Exercise description - Please find all lines in the data that hold the string "rolled" and copy them.

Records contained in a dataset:
• • •

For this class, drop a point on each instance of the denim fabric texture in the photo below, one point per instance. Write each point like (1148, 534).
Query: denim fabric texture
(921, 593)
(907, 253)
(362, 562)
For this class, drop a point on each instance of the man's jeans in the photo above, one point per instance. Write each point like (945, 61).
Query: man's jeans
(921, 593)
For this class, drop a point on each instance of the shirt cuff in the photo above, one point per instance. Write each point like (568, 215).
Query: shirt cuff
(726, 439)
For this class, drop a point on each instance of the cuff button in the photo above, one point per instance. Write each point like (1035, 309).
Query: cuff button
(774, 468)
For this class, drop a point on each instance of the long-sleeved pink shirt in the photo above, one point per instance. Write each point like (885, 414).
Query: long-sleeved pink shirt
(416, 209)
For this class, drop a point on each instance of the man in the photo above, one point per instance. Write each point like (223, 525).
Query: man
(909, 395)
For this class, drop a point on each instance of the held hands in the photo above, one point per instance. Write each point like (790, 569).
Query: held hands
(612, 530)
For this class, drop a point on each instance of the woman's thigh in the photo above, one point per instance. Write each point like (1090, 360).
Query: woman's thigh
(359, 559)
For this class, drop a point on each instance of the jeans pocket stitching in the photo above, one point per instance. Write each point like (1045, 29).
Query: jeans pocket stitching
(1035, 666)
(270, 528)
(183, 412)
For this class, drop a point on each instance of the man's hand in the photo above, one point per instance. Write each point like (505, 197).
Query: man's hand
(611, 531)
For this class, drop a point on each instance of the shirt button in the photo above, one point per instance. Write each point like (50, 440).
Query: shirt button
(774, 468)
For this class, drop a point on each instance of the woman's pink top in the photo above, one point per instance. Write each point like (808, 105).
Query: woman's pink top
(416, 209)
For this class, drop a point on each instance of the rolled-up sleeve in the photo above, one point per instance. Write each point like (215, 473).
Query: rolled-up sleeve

• • •

Answer space -
For this class, drop a point on each instance of the rolled-up sleeve in the photo above, one point per instance. Write each point like (215, 473).
Query: rolled-up sleeve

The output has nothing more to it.